● **WHAT IS BEING ASKED**
Starting with the line that contains "Objective — for every instance of the arched doorway, mark" and ending with the last line below, write those lines out again, requests included, with every point coordinate in the answers shifted by -141. Leave the pictures out.

● **SUPPLIED DATA**

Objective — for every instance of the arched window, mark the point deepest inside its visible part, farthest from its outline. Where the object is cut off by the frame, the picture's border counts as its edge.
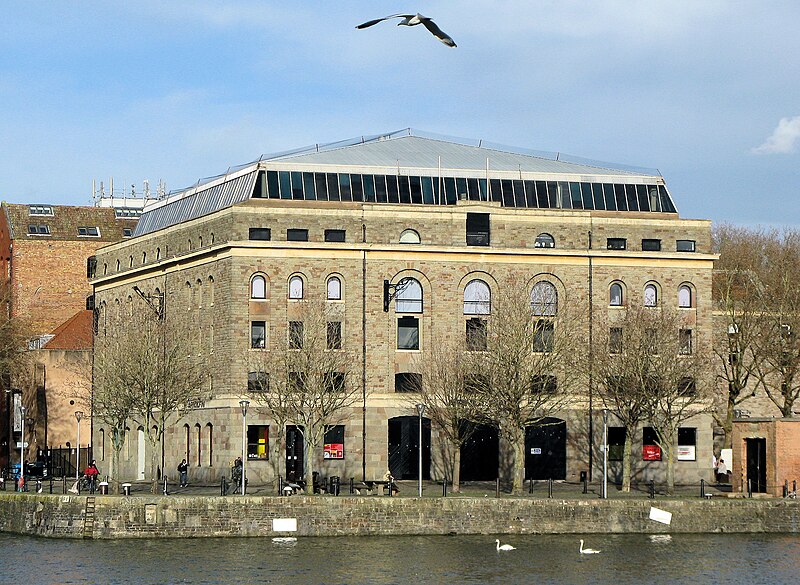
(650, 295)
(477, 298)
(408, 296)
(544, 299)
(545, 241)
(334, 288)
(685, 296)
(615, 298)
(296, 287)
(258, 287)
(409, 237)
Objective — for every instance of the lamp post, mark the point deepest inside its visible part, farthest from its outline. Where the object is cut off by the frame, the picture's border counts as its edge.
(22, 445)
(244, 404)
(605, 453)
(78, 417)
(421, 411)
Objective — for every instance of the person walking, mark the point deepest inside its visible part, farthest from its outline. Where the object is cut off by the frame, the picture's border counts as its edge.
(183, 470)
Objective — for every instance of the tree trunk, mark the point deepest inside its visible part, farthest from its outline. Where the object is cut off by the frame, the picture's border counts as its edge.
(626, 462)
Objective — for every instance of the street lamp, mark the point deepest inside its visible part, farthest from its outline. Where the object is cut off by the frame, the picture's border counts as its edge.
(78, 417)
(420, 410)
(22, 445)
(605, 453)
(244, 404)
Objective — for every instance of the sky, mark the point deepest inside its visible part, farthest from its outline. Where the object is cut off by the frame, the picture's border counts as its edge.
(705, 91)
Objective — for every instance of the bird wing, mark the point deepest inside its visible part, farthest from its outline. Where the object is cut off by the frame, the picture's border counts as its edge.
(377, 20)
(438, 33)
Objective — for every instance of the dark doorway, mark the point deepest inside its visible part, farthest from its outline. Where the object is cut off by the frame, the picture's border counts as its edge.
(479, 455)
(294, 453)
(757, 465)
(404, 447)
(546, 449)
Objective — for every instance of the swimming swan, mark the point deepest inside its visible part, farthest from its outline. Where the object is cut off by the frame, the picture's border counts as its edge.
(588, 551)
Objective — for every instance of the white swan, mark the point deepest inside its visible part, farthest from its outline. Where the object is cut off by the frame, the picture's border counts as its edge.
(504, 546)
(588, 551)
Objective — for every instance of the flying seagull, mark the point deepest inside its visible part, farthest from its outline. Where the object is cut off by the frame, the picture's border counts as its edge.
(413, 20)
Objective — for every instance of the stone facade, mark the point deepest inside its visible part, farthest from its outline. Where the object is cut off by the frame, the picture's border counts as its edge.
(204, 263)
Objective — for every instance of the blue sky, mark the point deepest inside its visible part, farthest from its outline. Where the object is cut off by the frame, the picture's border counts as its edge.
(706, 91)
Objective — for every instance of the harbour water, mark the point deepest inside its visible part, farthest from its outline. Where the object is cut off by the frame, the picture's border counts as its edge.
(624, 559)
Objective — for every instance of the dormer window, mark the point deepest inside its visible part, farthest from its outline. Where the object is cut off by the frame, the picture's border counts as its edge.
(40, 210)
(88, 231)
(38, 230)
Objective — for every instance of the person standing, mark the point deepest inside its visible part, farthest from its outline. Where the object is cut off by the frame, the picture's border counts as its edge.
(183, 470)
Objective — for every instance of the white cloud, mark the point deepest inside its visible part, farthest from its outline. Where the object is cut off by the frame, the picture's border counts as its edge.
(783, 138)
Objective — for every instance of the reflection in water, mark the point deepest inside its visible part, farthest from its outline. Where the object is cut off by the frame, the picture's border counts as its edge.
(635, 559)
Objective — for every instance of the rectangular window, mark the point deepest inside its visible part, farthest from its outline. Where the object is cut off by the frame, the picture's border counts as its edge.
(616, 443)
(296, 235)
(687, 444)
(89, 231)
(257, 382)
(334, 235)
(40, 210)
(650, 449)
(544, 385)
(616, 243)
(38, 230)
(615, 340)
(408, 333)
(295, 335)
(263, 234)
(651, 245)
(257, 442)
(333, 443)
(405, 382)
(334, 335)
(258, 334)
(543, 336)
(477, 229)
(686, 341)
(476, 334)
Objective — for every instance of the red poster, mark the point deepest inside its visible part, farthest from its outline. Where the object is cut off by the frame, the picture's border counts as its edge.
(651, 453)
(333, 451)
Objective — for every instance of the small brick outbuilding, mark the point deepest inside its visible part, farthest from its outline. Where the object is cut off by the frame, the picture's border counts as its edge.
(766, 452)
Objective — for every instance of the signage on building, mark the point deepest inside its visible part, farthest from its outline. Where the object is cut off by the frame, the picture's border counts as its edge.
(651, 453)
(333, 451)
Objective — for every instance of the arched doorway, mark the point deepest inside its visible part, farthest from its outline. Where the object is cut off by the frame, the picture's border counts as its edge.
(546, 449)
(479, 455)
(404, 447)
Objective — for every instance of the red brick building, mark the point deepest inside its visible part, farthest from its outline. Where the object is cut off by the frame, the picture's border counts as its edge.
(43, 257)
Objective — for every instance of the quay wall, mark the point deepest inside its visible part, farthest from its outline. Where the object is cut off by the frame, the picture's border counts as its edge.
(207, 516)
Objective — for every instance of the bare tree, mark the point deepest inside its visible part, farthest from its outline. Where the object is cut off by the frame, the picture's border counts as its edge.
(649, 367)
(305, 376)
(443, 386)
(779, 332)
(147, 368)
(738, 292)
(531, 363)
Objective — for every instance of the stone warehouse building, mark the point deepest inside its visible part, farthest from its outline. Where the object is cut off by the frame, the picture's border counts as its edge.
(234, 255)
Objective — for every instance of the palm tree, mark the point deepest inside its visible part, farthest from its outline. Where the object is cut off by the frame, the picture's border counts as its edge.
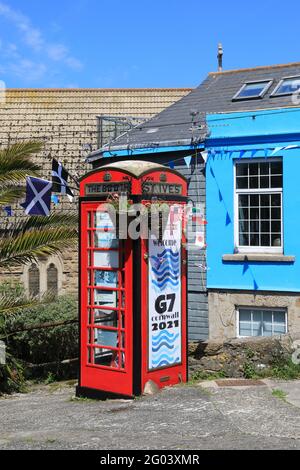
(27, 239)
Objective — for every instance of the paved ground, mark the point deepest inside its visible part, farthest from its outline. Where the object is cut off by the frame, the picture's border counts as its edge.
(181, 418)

● **EXERCISE RESULT**
Objective — for every instance of the arched doorway, mark the point deepest inside its visible part, farthest from its outline. Where the object is cut off by the frame, the picture's border counts as its edge.
(405, 308)
(338, 314)
(263, 306)
Objective — for every instance of the red brick building, mark the point deepest inside its visible part, farthest from its outline. Where the object is cut off by the frame, the picture's border counts as its edge.
(-98, 116)
Objective — for every instance of the quay wall, mark the point deepest inside its visible part, farthest from its outline. Where the object is cut off by the frame, the picture's border counts as its edge.
(66, 375)
Objective — for every instance of the bare tree, mark the point deepest inside its visible part, farthest from its outline. Where the object is cut off by the frame, the picture's border counts as its edge.
(508, 226)
(164, 235)
(302, 245)
(638, 191)
(6, 227)
(597, 151)
(390, 222)
Objective — for every instance of the stone warehouse building, mark the point deepest inside its visible part, farthest from its outline. Where the object is cut off by the frame, the picture's border counts as its edge.
(93, 114)
Objective — for every instance of the palm tree, mark the point deepest inside its visible part, farthest from its outline. Where the object is cut off by the frame, the picture's border counts as its edge.
(-114, 98)
Objective — for every instance of the paved ground, mark the point deepest inside its visible part, farthest from its outline. Where the object is cut off by the frame, the picture's border counts as its edge.
(40, 277)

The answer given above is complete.